Une réussite impressionnante

Des pays pensent aussi au bien-être de leur jeunesse en construisant des terrains (football ou basket) dans les villes. Et la classe moyenne qui émerge souhaite également prendre soin de son corps dans des salles de sport modernes. Celles-ci se multiplient un peu partout sur le continent. « Investir dans le sport, c’est éviter la bombe sociale de demain », a résumé au Monde Matar Bâ. Sans oublier que la pratique du sport a permis d’affranchir des générations de femmes, de casser des clichés et de forcer les hommes à admettre leurs performances.

Face à cette évolution, certaines organisations s’intéressent désormais de près à l’Afrique. Ainsi, en 2018, le CIO a choisi de confier ses quatrièmes Jeux olympiques de la jeunesse à Dakar en 2026 afin de « placer [cet événement] au cœur de la transformation de l’Afrique ». L’UFC, la puissante organisation américaine de MMA, souhaite organiser des combats dans ce coin du monde prochainement. Et il y a trois ans, la NBA, le prestigieux championnat américain, a lancé la Basketball Africa League (BAL), un tournoi regroupant des équipes de douze pays, afin d’y créer une véritable industrie et de faire de l’Afrique son nouveau terrain de jeu.

La réussite est impressionnante et commence à donner une autre image du continent dans le monde. L’Afrique, terre de toutes les « opportunités » comme l’a dit le Sénégalais Amadou Gallo Fall, président de la BAL. Mais avant d’espérer des retombées économiques et sportives qui semblent illimitées, il rappelle que « l’investissement [est] considérable ».

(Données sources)

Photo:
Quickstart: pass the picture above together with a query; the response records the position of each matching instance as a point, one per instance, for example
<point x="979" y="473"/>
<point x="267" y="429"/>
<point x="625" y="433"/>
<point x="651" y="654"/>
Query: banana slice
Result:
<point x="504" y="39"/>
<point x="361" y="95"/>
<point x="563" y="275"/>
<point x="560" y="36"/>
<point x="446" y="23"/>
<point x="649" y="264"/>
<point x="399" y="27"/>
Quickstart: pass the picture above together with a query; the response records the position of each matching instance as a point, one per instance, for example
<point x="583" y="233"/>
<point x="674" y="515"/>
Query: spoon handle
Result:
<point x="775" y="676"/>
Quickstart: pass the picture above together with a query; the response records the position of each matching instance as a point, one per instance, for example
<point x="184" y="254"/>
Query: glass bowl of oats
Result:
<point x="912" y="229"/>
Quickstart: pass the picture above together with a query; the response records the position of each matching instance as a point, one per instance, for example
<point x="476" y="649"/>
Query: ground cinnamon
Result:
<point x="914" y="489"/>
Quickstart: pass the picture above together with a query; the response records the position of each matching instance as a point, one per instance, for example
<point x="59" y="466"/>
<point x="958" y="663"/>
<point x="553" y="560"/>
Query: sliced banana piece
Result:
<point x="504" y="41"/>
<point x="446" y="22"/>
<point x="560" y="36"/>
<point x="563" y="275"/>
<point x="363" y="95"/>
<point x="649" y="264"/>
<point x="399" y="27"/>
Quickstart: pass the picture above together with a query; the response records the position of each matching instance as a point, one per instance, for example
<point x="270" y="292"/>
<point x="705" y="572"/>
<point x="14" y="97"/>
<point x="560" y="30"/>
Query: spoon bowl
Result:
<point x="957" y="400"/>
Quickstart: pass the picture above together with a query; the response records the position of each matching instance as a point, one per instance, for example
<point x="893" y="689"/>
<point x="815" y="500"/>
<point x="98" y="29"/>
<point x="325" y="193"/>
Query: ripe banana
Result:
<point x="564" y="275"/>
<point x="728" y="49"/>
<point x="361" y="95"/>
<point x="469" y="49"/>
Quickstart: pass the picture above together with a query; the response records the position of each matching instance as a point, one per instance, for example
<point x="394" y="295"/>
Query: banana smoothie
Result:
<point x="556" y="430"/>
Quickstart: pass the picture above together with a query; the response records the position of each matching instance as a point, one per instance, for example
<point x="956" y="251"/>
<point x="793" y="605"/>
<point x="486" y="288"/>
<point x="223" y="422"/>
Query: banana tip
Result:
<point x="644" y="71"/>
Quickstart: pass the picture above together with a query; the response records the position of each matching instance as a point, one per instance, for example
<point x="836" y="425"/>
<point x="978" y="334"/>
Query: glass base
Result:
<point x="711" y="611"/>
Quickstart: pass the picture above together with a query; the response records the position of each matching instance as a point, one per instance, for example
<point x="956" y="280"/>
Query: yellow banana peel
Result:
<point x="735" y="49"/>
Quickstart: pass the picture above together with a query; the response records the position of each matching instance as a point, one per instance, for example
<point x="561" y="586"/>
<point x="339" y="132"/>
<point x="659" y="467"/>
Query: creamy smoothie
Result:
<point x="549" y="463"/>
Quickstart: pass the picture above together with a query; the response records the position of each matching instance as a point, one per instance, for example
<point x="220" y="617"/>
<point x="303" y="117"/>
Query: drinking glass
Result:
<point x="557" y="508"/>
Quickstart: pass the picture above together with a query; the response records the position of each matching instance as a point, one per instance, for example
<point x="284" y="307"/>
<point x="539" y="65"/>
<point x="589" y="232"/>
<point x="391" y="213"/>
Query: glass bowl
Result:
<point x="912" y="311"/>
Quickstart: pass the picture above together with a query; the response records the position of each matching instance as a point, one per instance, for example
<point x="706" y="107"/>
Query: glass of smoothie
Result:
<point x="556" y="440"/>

_LISTE DES TÂCHES:_
A) Reproduisez fidèlement, dans le passage sur le sport en Afrique, l'extrait qui va de "Des pays pensent" jusqu'à "admettre leurs performances.".
B) Relevez toutes les organisations sportives que cite le passage sur le sport en Afrique.

_RÉPONSES ATTENDUES:_
A)
Des pays pensent aussi au bien-être de leur jeunesse en construisant des terrains (football ou basket) dans les villes. Et la classe moyenne qui émerge souhaite également prendre soin de son corps dans des salles de sport modernes. Celles-ci se multiplient un peu partout sur le continent. « Investir dans le sport, c’est éviter la bombe sociale de demain », a résumé au Monde Matar Bâ. Sans oublier que la pratique du sport a permis d’affranchir des générations de femmes, de casser des clichés et de forcer les hommes à admettre leurs performances.

B)
- le CIO
- l'UFC
- la NBA
- la Basketball Africa League (BAL)